Instruction
Please lay out the material below as a JSON list of strings, one string per line and blank lines left out. Begin at the line that contains "trim in the photo above." and stop after the final line of the material.

Given data
## START
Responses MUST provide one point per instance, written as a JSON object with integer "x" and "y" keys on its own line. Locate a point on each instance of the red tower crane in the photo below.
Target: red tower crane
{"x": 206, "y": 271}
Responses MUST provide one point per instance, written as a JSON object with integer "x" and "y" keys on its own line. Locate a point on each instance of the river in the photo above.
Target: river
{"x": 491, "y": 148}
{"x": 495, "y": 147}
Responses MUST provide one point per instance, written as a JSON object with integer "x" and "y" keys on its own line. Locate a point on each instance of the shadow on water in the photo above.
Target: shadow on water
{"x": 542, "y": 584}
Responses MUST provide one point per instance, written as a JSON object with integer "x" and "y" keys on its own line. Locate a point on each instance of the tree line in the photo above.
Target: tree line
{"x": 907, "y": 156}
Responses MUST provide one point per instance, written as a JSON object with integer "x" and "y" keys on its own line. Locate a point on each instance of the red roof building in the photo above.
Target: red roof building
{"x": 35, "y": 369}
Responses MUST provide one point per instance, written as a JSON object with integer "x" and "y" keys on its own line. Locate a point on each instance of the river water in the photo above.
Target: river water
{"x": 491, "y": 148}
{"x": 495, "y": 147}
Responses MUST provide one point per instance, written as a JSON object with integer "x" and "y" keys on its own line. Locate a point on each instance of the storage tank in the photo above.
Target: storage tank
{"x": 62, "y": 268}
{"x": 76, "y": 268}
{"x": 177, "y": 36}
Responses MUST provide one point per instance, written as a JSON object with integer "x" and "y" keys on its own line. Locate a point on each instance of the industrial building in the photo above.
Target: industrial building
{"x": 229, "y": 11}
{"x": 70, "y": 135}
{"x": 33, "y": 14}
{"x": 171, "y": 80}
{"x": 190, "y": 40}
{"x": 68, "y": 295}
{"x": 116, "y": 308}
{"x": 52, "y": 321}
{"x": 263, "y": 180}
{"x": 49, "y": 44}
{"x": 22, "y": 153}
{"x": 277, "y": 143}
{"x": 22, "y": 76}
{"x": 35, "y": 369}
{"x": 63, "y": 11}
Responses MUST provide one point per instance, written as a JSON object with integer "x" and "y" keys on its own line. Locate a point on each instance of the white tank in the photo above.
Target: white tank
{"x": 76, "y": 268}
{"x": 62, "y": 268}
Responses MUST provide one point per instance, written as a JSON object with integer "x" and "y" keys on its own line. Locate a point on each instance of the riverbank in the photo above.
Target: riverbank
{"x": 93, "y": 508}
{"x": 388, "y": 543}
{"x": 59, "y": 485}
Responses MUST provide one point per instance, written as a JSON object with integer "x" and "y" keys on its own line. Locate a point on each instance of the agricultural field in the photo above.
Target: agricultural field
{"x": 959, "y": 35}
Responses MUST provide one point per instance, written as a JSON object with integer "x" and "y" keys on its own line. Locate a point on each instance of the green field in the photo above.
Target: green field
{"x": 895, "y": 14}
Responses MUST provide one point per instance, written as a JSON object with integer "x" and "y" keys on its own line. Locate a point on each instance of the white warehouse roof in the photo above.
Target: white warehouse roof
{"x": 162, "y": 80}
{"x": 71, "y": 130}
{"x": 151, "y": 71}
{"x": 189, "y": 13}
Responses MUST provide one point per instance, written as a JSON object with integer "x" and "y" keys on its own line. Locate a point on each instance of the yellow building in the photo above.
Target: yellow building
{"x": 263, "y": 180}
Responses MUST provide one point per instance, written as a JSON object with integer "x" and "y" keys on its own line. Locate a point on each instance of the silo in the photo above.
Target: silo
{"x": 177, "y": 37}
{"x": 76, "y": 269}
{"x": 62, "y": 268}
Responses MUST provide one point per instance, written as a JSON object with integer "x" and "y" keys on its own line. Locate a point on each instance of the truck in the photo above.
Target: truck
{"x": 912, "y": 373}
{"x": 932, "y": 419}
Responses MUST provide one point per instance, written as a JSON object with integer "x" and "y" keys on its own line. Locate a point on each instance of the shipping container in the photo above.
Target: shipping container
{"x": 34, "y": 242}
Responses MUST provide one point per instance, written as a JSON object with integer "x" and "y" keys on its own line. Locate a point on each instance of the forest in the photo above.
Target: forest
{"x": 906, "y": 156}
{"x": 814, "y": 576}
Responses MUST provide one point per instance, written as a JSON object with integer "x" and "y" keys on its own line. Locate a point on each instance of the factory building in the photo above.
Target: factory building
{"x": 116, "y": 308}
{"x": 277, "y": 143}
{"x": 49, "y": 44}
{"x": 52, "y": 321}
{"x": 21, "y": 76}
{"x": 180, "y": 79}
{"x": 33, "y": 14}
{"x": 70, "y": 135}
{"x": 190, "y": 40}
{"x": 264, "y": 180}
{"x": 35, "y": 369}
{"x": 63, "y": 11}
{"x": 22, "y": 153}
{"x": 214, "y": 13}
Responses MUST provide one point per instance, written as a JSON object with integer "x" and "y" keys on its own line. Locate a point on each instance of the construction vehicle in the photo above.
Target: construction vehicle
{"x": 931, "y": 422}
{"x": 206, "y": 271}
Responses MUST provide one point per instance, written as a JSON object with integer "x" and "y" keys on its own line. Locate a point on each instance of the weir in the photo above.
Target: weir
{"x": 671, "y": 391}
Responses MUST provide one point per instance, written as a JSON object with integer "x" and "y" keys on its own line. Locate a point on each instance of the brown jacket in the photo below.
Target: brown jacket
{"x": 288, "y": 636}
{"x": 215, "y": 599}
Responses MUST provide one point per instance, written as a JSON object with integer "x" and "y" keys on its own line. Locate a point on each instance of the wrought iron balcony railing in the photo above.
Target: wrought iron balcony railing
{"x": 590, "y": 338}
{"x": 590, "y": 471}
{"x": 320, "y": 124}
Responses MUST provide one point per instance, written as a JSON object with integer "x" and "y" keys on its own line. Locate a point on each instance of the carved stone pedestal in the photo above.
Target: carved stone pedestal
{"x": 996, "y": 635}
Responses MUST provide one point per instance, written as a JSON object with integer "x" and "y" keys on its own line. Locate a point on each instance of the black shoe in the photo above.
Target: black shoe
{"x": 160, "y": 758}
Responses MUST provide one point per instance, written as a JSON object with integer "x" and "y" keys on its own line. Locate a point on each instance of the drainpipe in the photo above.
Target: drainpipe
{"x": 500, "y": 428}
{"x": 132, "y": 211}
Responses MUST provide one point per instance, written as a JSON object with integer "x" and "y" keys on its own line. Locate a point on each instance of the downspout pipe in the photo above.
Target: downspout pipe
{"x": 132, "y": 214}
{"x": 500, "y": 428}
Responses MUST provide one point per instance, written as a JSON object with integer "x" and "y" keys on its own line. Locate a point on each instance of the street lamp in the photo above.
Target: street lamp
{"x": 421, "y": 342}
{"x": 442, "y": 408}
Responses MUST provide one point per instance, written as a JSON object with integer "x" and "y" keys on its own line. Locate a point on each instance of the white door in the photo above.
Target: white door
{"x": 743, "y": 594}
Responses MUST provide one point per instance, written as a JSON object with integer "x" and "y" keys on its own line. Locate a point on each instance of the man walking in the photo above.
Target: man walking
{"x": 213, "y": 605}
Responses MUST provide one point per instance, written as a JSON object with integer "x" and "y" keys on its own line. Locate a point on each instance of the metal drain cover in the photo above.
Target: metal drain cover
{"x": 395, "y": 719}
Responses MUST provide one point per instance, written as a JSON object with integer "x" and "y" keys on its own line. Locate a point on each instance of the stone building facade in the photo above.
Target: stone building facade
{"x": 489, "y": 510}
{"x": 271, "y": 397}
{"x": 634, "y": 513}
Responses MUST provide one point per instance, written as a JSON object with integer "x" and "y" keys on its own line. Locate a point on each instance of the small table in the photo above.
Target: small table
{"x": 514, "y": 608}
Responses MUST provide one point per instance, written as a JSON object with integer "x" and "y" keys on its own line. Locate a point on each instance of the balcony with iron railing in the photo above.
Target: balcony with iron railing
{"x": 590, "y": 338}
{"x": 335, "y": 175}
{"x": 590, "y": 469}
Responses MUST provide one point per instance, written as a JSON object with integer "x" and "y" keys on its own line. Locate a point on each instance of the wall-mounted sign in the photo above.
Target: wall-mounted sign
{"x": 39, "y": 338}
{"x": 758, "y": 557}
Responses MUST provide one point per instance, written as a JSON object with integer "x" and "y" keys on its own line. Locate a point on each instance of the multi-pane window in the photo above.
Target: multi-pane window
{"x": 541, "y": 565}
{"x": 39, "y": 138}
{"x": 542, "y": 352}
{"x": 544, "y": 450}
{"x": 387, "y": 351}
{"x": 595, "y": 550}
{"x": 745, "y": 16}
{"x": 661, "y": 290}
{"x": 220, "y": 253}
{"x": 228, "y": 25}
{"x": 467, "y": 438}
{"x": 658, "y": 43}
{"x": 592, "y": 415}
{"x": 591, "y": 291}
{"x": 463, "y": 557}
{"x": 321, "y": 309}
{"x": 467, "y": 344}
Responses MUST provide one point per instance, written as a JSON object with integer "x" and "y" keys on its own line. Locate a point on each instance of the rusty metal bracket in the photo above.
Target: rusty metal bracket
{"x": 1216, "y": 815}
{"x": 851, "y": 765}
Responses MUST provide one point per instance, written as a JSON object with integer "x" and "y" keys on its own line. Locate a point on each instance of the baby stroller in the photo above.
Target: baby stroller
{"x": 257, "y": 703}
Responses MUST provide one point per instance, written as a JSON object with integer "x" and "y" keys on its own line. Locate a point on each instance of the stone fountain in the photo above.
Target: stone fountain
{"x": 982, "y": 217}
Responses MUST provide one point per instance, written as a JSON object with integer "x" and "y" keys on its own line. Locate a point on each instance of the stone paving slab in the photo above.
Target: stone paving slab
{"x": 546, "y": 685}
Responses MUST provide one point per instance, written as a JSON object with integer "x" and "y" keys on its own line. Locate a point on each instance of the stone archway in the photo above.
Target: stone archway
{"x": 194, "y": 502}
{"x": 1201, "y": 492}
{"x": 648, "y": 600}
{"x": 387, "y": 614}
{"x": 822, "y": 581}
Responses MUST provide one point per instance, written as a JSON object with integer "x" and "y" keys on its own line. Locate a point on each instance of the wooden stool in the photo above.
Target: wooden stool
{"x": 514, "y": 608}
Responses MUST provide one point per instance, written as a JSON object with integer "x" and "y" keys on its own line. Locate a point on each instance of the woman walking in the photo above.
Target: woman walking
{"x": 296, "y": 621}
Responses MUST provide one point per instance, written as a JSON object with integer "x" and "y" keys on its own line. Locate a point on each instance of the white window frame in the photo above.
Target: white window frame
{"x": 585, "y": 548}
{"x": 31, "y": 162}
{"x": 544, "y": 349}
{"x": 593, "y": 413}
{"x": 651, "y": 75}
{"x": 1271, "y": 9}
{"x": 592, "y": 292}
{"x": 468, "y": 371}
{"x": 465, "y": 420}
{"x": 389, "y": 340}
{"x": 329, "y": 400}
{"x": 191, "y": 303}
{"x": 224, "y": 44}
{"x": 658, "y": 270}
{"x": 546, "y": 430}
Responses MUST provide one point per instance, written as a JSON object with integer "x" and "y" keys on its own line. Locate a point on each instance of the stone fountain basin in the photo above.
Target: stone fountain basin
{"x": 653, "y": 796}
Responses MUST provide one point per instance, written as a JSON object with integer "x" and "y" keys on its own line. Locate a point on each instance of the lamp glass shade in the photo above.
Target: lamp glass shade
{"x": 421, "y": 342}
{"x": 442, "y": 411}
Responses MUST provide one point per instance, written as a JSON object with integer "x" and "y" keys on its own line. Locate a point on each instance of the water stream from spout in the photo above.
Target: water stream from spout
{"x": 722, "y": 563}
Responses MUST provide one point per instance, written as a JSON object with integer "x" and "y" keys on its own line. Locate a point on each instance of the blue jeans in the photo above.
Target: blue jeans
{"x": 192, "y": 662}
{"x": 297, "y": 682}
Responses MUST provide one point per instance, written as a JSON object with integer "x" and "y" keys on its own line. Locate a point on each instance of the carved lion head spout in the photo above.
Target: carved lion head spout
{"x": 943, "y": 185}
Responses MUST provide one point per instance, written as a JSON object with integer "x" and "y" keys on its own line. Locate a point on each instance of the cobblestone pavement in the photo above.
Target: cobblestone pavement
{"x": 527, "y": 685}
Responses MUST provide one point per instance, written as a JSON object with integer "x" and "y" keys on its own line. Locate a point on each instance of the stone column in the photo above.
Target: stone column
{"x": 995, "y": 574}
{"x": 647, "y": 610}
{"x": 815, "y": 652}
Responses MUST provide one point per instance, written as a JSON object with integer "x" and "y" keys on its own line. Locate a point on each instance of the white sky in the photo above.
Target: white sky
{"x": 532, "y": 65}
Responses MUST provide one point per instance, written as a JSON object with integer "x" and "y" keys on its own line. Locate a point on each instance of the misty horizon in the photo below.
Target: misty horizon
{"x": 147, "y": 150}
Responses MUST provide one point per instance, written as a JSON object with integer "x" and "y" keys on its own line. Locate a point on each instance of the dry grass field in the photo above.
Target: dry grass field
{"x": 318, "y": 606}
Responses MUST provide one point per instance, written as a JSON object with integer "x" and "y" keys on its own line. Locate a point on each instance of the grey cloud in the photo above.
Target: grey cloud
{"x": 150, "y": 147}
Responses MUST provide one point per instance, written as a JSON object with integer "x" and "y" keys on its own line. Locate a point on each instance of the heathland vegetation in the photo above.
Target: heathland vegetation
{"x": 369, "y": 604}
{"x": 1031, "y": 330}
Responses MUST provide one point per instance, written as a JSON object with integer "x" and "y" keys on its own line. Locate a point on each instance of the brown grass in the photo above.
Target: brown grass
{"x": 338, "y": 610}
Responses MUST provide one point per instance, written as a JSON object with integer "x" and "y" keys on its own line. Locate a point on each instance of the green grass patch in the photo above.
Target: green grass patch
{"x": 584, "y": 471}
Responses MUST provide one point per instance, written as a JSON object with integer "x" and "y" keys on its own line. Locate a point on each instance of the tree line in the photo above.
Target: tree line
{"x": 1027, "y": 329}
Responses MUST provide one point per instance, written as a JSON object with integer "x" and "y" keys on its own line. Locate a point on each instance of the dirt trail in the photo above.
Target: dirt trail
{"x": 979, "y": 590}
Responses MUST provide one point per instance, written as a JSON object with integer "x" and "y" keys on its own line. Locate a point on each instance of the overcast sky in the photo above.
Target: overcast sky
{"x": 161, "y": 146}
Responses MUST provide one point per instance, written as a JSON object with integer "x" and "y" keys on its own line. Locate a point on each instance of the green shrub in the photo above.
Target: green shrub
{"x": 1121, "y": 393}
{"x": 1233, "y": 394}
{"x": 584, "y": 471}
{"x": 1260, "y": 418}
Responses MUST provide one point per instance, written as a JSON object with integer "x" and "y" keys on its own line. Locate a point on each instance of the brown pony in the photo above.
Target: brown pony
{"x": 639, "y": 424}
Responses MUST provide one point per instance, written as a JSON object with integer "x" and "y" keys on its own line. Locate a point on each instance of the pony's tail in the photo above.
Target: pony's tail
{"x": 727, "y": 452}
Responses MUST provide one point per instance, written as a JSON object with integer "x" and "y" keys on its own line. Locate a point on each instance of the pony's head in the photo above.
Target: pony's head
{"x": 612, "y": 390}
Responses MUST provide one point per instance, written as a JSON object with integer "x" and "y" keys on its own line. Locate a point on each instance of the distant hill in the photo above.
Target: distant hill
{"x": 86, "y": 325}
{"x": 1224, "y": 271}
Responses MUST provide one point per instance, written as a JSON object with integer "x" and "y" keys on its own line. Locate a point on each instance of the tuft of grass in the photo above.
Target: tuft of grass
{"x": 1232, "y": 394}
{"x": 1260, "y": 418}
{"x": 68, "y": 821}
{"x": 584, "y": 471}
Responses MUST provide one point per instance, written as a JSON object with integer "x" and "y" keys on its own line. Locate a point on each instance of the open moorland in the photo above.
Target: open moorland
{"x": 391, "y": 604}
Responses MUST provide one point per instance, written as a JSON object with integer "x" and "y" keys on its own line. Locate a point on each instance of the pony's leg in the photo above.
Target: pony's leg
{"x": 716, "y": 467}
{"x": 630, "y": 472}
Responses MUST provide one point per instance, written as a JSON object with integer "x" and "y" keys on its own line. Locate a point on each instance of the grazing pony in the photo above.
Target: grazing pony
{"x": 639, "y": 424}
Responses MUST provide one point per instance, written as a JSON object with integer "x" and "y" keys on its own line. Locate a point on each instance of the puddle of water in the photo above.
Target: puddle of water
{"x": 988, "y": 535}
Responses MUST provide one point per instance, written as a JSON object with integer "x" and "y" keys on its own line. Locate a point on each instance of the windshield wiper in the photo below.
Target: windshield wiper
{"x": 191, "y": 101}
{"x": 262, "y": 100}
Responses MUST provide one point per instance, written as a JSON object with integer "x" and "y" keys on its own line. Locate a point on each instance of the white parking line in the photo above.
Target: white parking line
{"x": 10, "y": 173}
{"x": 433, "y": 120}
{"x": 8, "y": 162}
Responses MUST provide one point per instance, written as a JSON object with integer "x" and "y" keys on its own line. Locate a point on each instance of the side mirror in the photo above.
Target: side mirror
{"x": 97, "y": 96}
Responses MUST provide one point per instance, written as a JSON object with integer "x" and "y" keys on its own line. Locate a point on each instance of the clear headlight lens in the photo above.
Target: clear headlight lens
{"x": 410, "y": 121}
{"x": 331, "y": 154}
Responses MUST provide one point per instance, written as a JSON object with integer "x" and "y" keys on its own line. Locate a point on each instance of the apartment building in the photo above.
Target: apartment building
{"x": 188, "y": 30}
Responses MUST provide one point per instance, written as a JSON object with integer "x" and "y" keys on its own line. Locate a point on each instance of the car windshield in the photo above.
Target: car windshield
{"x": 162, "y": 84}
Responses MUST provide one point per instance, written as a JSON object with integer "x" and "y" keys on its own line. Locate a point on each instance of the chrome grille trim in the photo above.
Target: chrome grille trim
## END
Answer for this exercise
[
  "Responses MUST provide one point per instance, written as a JSON object with integer \"x\" and \"y\" keys on its own line. Locate a point on each instance of the chrome grille trim in the photo above.",
  "Target: chrome grille trim"
]